SET TASK 1: Rewrite the accounting policy text from "For certain convertible" up to and including "more readily determinable.", with "debt holder" changed to "noteholder".
SET TASK 2: Write what comes next in the accounting policy text, continuing on from its final sentence.

SOURCE EXTRACT:
Debt Issue Costs and Debt Discount

 

The Company may pay debt issue costs, and record debt discounts in connection with raising funds through the issuance of convertible debt. These costs are amortized over the life of the debt to interest expense. If a conversion of the underlying debt occurs, a proportionate share of the unamortized amounts is immediately expensed.

 

Original Issue Discount

 

For certain convertible debt issued, the Company provides the debt holder with an original issue discount. The original issue discount is recorded to debt discount and additional paid in capital at an amount not to exceed gross proceeds raised, reducing the face amount of the debt and is amortized to interest expense over the life of the debt.

 

Share-Based Payments

 

Generally, all forms of share-based payments, including stock option grants, warrants, restricted stock grants and stock appreciation rights are measured at their fair value on the awards’ grant date, based on estimated number of awards that are ultimately expected to vest. Share-based compensation awards issued to non- employees for services rendered are recorded at either the fair value of the services rendered or the fair value of the share-based payment, whichever is more readily determinable.

MATERIAL SHOWN:
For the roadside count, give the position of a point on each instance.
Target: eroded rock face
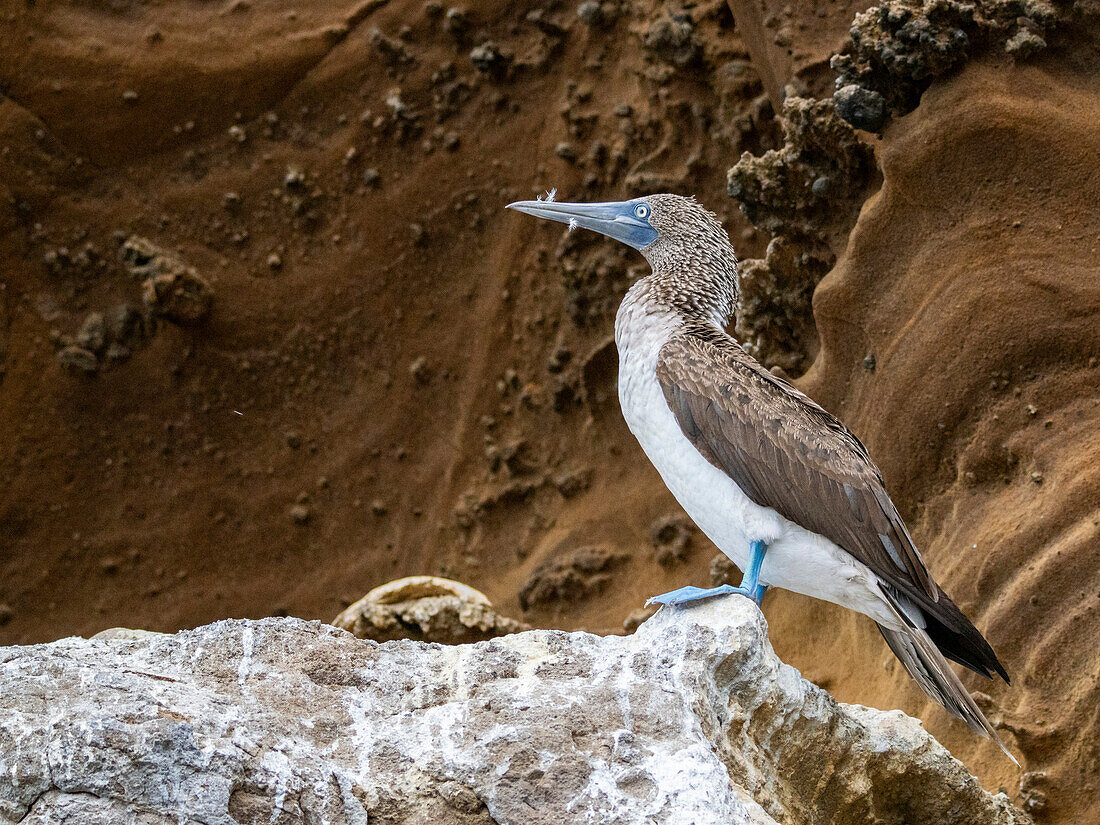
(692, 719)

==

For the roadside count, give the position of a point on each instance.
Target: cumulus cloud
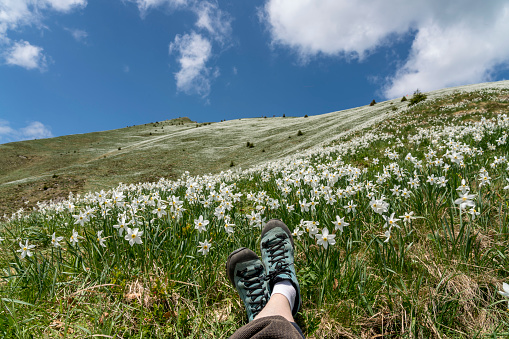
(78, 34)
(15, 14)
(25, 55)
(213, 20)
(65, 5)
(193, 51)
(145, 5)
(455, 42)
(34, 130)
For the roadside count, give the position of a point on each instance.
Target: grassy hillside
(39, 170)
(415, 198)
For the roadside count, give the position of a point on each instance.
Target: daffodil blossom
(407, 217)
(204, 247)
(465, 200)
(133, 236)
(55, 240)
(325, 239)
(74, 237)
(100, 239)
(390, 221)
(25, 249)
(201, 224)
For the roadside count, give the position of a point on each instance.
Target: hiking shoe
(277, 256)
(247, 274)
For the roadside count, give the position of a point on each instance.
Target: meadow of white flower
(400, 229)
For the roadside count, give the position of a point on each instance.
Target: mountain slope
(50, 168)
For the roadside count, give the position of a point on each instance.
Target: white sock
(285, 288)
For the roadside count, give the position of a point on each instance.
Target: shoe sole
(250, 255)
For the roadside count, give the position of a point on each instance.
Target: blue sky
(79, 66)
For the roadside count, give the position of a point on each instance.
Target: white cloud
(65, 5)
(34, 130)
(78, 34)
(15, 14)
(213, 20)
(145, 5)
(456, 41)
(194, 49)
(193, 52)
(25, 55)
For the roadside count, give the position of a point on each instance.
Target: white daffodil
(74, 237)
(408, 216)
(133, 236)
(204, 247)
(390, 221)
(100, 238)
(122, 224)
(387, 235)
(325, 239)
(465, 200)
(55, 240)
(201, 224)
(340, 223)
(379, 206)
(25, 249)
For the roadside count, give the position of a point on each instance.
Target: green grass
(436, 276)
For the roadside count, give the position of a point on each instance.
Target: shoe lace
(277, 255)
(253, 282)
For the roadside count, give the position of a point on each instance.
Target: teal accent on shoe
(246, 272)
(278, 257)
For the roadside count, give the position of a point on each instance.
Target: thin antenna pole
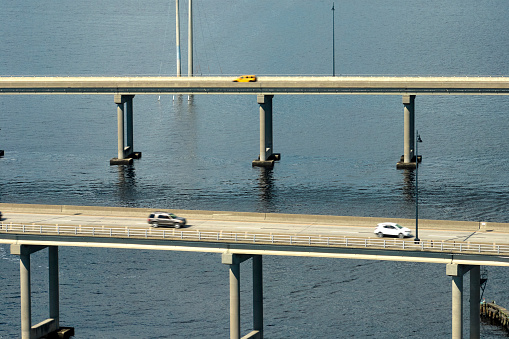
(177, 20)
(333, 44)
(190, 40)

==

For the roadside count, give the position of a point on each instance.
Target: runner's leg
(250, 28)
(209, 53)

WRITTEN RESPONSE 1:
For certain convertible debt issued, the Company provides the noteholder with an original issue discount. The original issue discount is recorded to debt discount and additional paid in capital at an amount not to exceed gross proceeds raised, reducing the face amount of the debt and is amortized to interest expense over the life of the debt.

 

Share-Based Payments

 

Generally, all forms of share-based payments, including stock option grants, warrants, restricted stock grants and stock appreciation rights are measured at their fair value on the awards’ grant date, based on estimated number of awards that are ultimately expected to vest. Share-based compensation awards issued to non- employees for services rendered are recorded at either the fair value of the services rendered or the fair value of the share-based payment, whichever is more readily determinable.

WRITTEN RESPONSE 2:
 

Recent Accounting Pronouncements

 

In May 2011 the Financial Accounting Standards Board issued Accounting Standards Update (“ASU”) No. 2011-04 “Amendments to Achieve Common Fair Value Measurement and Disclosure Requirements in U.S. Generally Accepted Accounting Principles (“GAAP”) and International Financial Reporting Standards (“IFRS”). ASU 2011-04 includes common requirements for measurement of and disclosure about fair value between U.S. GAAP and IFRS.  ASU 2011-04 requires reporting entities to disclose additional information for fair value measurements categorized within Level 3 of the fair value hierarchy. In addition, ASU 2011-04 requires reporting entities to make disclosures about amounts and reasons for all transfers in and out of Level 1 and Level 2 fair value measurements. The new and revised disclosures are effective for interim and annual reporting periods beginning after December 15, 2011.

 

Item 3. Quantitative and Qualitative Disclosures About Market Risk

 

We hold warrants that have related derivative liabilities and expenses that change period to period based on the closing stock price at the period end date.

 

Item 4. Controls and Procedures.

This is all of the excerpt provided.